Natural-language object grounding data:
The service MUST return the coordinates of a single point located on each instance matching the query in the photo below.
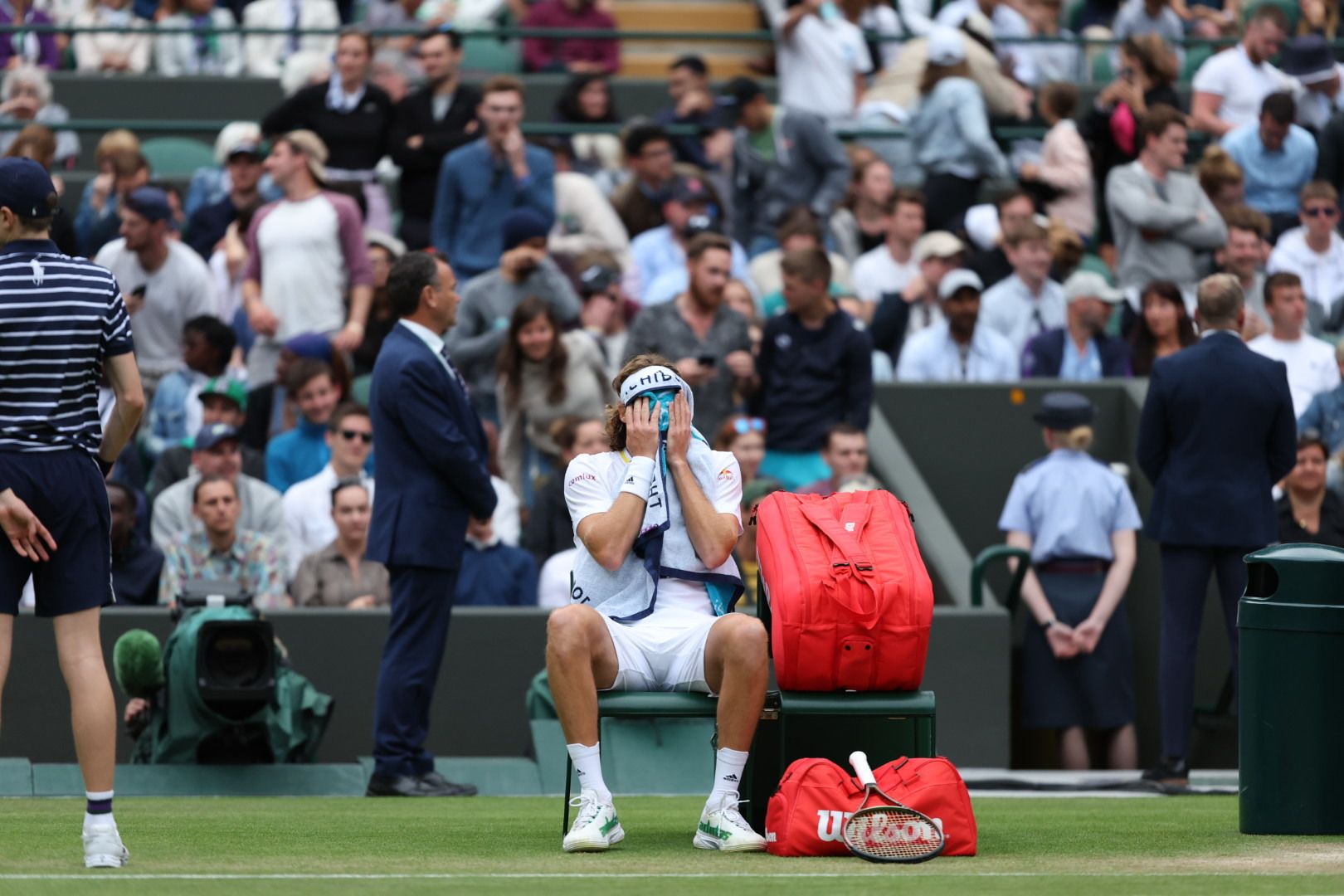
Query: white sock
(587, 763)
(728, 777)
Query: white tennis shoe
(596, 829)
(724, 829)
(104, 846)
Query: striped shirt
(60, 319)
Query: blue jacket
(431, 461)
(1216, 433)
(476, 191)
(1045, 355)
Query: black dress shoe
(396, 786)
(437, 785)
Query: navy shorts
(66, 490)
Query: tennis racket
(889, 832)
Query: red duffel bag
(806, 815)
(850, 598)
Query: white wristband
(639, 477)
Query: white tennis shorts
(665, 652)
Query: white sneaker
(596, 828)
(724, 829)
(104, 848)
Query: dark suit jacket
(420, 167)
(1216, 434)
(431, 461)
(1045, 355)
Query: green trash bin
(1291, 707)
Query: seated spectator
(180, 51)
(860, 223)
(26, 97)
(339, 574)
(1277, 158)
(659, 254)
(544, 377)
(800, 229)
(207, 344)
(134, 562)
(914, 306)
(110, 51)
(164, 282)
(301, 453)
(1029, 303)
(1315, 251)
(1308, 511)
(221, 550)
(548, 528)
(244, 165)
(1231, 85)
(468, 223)
(1311, 362)
(1160, 217)
(494, 574)
(222, 401)
(300, 27)
(845, 453)
(1326, 412)
(707, 338)
(1163, 327)
(1081, 349)
(816, 371)
(1064, 173)
(308, 523)
(570, 54)
(489, 301)
(782, 158)
(957, 349)
(217, 453)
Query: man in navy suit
(1216, 434)
(431, 477)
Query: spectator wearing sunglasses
(308, 504)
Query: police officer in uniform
(1079, 520)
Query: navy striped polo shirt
(60, 319)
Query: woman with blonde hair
(1079, 520)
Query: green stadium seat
(177, 156)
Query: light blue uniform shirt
(1070, 504)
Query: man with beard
(1081, 351)
(698, 328)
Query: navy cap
(26, 188)
(151, 203)
(212, 434)
(1064, 411)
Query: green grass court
(511, 845)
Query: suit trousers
(422, 605)
(1186, 572)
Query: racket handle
(859, 761)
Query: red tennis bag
(850, 598)
(816, 796)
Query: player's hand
(641, 429)
(679, 429)
(23, 528)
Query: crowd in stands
(782, 269)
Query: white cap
(960, 278)
(1086, 284)
(947, 46)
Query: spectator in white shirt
(307, 504)
(1029, 303)
(1311, 362)
(1315, 251)
(957, 349)
(1231, 85)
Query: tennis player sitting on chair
(652, 601)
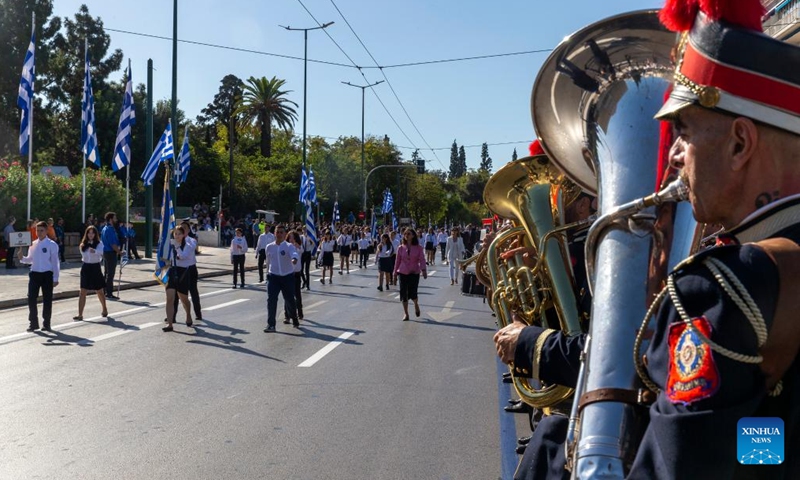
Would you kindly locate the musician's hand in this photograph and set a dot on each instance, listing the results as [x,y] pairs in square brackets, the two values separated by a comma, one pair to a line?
[505,340]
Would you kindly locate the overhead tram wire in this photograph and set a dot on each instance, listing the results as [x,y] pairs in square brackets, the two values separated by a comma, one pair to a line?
[362,74]
[325,62]
[225,47]
[389,83]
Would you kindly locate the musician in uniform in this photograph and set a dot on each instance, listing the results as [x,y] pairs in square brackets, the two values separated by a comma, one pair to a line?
[725,339]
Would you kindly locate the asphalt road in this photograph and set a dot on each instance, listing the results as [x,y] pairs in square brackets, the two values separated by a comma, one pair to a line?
[355,393]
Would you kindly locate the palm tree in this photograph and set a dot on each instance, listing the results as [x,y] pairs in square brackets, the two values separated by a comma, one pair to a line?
[263,102]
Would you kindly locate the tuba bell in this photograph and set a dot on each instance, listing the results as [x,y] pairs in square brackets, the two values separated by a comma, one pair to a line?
[593,104]
[532,192]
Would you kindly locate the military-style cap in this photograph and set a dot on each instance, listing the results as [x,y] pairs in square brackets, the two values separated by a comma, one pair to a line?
[725,62]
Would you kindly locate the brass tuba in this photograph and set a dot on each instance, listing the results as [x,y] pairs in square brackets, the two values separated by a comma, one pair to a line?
[532,192]
[593,104]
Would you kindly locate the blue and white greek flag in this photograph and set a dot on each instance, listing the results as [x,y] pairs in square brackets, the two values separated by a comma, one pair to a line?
[184,161]
[88,133]
[164,258]
[303,185]
[374,229]
[164,151]
[312,187]
[25,99]
[127,119]
[311,228]
[388,201]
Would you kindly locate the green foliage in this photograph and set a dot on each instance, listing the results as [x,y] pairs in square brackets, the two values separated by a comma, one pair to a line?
[56,196]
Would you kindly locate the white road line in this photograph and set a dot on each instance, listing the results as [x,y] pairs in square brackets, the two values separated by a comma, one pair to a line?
[227,304]
[326,350]
[106,336]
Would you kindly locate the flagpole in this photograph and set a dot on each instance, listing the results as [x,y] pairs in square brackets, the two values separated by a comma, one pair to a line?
[83,191]
[30,129]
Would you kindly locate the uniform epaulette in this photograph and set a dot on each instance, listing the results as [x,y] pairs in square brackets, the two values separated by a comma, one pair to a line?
[698,257]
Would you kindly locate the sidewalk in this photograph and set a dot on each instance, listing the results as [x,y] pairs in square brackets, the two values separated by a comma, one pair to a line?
[211,262]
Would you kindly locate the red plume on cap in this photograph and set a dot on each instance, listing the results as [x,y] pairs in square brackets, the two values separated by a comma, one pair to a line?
[678,15]
[535,148]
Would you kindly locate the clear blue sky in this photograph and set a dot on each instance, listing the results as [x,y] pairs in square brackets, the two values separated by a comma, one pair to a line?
[472,101]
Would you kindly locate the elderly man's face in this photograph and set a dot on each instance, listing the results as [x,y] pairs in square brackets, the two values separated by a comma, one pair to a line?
[702,150]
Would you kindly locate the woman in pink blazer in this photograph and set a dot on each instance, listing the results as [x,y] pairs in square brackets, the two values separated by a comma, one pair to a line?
[408,266]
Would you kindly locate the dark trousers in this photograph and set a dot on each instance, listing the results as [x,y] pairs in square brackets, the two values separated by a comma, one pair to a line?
[262,257]
[111,268]
[305,268]
[238,268]
[298,297]
[132,252]
[283,284]
[43,281]
[192,272]
[409,284]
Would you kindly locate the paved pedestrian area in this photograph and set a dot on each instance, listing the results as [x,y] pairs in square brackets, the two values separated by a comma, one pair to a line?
[136,274]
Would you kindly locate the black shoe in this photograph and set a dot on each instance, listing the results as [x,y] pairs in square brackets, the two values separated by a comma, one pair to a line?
[520,407]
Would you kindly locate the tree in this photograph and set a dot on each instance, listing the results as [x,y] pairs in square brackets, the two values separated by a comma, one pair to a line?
[486,160]
[15,36]
[63,87]
[221,108]
[454,166]
[263,102]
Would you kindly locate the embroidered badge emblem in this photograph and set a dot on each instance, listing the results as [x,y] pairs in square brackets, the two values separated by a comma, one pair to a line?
[693,374]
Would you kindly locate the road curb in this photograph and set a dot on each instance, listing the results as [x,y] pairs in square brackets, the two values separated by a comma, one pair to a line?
[18,302]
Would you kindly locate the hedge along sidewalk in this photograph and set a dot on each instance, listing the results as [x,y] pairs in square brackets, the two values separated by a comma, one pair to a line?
[212,262]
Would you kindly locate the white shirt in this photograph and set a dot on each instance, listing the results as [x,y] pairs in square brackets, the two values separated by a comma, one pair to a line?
[43,257]
[185,257]
[385,251]
[327,246]
[93,255]
[263,240]
[238,246]
[280,256]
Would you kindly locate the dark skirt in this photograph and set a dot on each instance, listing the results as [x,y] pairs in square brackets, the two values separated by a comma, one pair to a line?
[179,279]
[386,264]
[92,277]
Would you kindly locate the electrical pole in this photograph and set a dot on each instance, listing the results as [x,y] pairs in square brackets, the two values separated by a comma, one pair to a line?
[363,89]
[305,77]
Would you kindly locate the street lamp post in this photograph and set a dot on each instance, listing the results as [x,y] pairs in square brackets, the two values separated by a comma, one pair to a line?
[305,76]
[363,89]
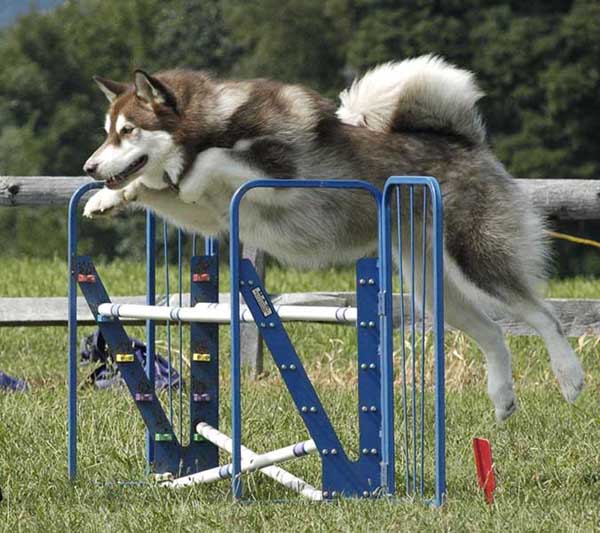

▶ [Problem]: Please retype the data exactly, but do not carry over any picture.

▶ [Solution]:
The service MUST return the coordinates of a single point located on each instance matching the query in the photo below.
Query: white sock
(587, 763)
(728, 777)
Query: white tennis shoe
(596, 829)
(724, 829)
(104, 846)
Query: striped shirt
(60, 319)
Query: blue jacket
(431, 461)
(1216, 433)
(476, 191)
(1045, 355)
Query: black dress shoe
(396, 786)
(437, 785)
Query: navy shorts
(66, 490)
Query: tennis racket
(889, 832)
Query: red duffel bag
(806, 815)
(850, 598)
Query: white wristband
(639, 477)
Query: white tennis shorts
(665, 652)
Query: white sneaker
(596, 828)
(724, 829)
(104, 848)
Query: dark suit jacket
(420, 167)
(1216, 434)
(431, 461)
(1045, 355)
Query: green trash bin
(1291, 707)
Query: seated spectator
(180, 51)
(860, 223)
(26, 97)
(339, 574)
(1277, 158)
(659, 254)
(544, 377)
(800, 229)
(207, 344)
(134, 562)
(914, 306)
(110, 51)
(164, 282)
(301, 453)
(1029, 303)
(1315, 251)
(1308, 511)
(221, 550)
(548, 528)
(244, 165)
(1231, 85)
(468, 223)
(1311, 362)
(1160, 217)
(494, 574)
(222, 401)
(300, 27)
(845, 453)
(1326, 412)
(707, 338)
(1163, 327)
(1081, 349)
(816, 371)
(1064, 173)
(308, 523)
(570, 54)
(489, 301)
(782, 158)
(957, 349)
(217, 453)
Query: man in navy suit
(1216, 434)
(431, 477)
Query: spectator wearing sunglasses
(308, 504)
Query: police officer in uniform
(1079, 520)
Query: navy striped polo shirt
(60, 319)
Query: woman with blonde hair
(1079, 520)
Query: green stadium seat
(177, 156)
Query: light blue uniform shirt
(1070, 504)
Query: man with beard
(1081, 351)
(698, 328)
Query: navy cap
(26, 188)
(151, 203)
(212, 434)
(1064, 411)
Query: green grass court
(511, 845)
Query: suit trousers
(422, 605)
(1186, 572)
Query: racket handle
(859, 761)
Query: red tennis bag
(850, 598)
(816, 796)
Query: player's hand
(641, 429)
(679, 429)
(23, 528)
Query: crowd in stands
(782, 269)
Query: white cap
(960, 278)
(1086, 284)
(947, 46)
Query: spectator in white shirt
(307, 504)
(1029, 303)
(1311, 362)
(1315, 251)
(957, 349)
(1231, 85)
Query: tennis player sitting on chair
(652, 601)
Would you kindly locate the musician's hand in this photograph and set a dot on each instance, listing the results as [x,y] pairs in square brackets, the two values separated by a comma, one pair to a line?
[505,340]
Would you kindly locate the overhead tram wire in this photograph and set a dot on each instance, listing the results as [x,y] pairs in square brackets, the two values separated by a comma, one pair to a line?
[362,74]
[325,62]
[225,47]
[389,83]
Would you kindly locate the musician in uniform in this photograph and set a dot on each instance, listing the results as [x,y] pairs in square brackets, the two values separated by a comma, one pair to a line?
[725,339]
Would you kindly locate the asphalt road in this photograph and set a dot on each instance, listing the results as [x,y] pairs in square brackets, the two values separated by a comma, one pair to a line?
[355,393]
Would you kindly locate the palm tree in this photograph and set a dot on each instance, listing the results as [x,y] pairs in square brackets, the two values separated by a comma, one pair to a line?
[263,102]
Would you kindly locate the tuba bell in this photograph and set a dot on each instance, listing the results as [x,y] pairs in square brackets, the two values separated by a comma, one pair to a line?
[593,104]
[532,192]
Would you kindly locate the military-style cap in this photograph and set a dot on each instance, listing the results as [x,y] pairs in square brackets, the two values separated by a comma, one pair to a line?
[725,62]
Would you kindly locate the brass tuba in this photograph and set a dot on each instance, listing the results as [x,y] pairs in square brackets, the two values separated by a comma, one pair to a line?
[532,192]
[593,104]
Would you kindly locate the blue and white greek flag in this photograph and set a dot on each instance, listing the results as [x,y] pairs in square brackets, the two values separated by a comma, one pair to a line?
[184,161]
[88,133]
[164,258]
[303,185]
[374,229]
[164,151]
[312,187]
[25,99]
[127,119]
[311,228]
[388,201]
Would you kindly locate the green foliage in this photograph and set a dot on each instance, listing the results as [x,y] pairs in square brackets, the two values separated by a comma, one pair to a line?
[56,196]
Would you kindly locate the white road line in this photograph and set a dot on each instance, listing the results as [x,y] pairs in square brackets, the two values separated by a comma, one pair to a line?
[227,304]
[326,350]
[106,336]
Would you kindly locate the flagpole in this photograph and set a dot on each instance, listing the results as [x,y] pairs in square brackets, the two values separated by a comma, one pair to a line?
[83,191]
[30,129]
Would you kindly locate the uniform epaulette in this photograph and set a dot on each instance, listing the results as [x,y] pairs in square brackets, the two values separated by a comma, one pair to a line?
[698,257]
Would you kindly locate the sidewalk in this photograph and set a dot on each instance, listing the results as [x,y] pairs in square brackets, the two values separated by a comma, one pair to a line?
[211,262]
Would you kindly locate the red plume on cap in this photograph and set a dot on each instance, listing the results as [x,y] pairs in square brackets, the two values separated by a comma, one pair to a line?
[678,15]
[535,148]
Would you kindly locate the clear blue sky in this photograph and set a dot on each instance, listing the results as [x,y] pairs in square brackets, the two values separated by a comma, one pair to a line?
[472,101]
Would you kindly locate the elderly man's face in this photograph and set a dot on each instance, listing the results as [x,y] pairs in square brackets, the two values separated by a comma, one pair to a line?
[702,150]
Would you kindly locate the woman in pink blazer in this photograph and set a dot on each instance, listing the results as [x,y] pairs in square brackets, the two values separated by a comma, one pair to a line?
[408,266]
Would you kindly locate the dark trousers in this photograph and set a dot on each instance, listing the results as [x,y] pairs in square brackets, the two values separated by a comma, one pair to a line?
[262,257]
[111,268]
[305,268]
[238,268]
[298,297]
[132,252]
[283,284]
[43,281]
[192,272]
[409,284]
Would you kindly locate the paved pedestrian area in this photograph and set a dot on each instance, listing the results as [x,y] pairs in square brackets, the two values separated by a comma, one pair to a line?
[136,274]
Would you kindly locate the black shoe in this photograph and set a dot on each instance, listing the results as [x,y] pairs in square brackets, the two values separated by a comma, one pair to a line?
[520,407]
Would you kindly locate the tree in this photograph and set a dot on each instance, listing the results as [x,y] pairs in square brackets, the two values separated by a comma, one pair to a line?
[486,160]
[15,36]
[63,87]
[221,108]
[454,166]
[263,102]
Would you kindly locate the embroidered badge emblem in this photograph and set a dot on each instance, listing the results as [x,y] pairs in square brackets, the two values separated by a comma, one pair to a line?
[693,374]
Would you kindly locate the road curb in this photograph and set a dot on each instance, listing the results as [x,y] pairs in square brackets, the two values separated by a comma, one pair to a line?
[18,302]
Would you kindly locate the hedge along sidewalk in this photograph and set a dot on each instance, listing the results as [x,y] pairs in square brackets, the two values separated by a comma, one pair to a line?
[212,262]
Would you kindly locate the white shirt in this photograph and set a dot on each instance, listing the results as [x,y] pairs in square brackets, the two values separated by a comma, one pair to a line?
[43,257]
[185,257]
[385,251]
[327,246]
[93,255]
[263,240]
[238,246]
[280,256]
Would you kindly locate the dark skirt in this photograph and set a dot on each instance, listing the results as [x,y] pairs in square brackets, the two values separated by a comma, one pair to a line?
[179,279]
[386,264]
[92,277]
Would you kindly locate the electrical pole in this photograph and set a dot on each instance, listing the results as [x,y] pairs in square brackets, the two values separated by a comma, one pair to a line?
[363,89]
[305,77]
Would you kindly locate the street lamp post in this photograph and set a dot on each instance, listing the results as [x,y] pairs in square brackets, the two values separated by a comma, one pair to a line?
[305,76]
[363,89]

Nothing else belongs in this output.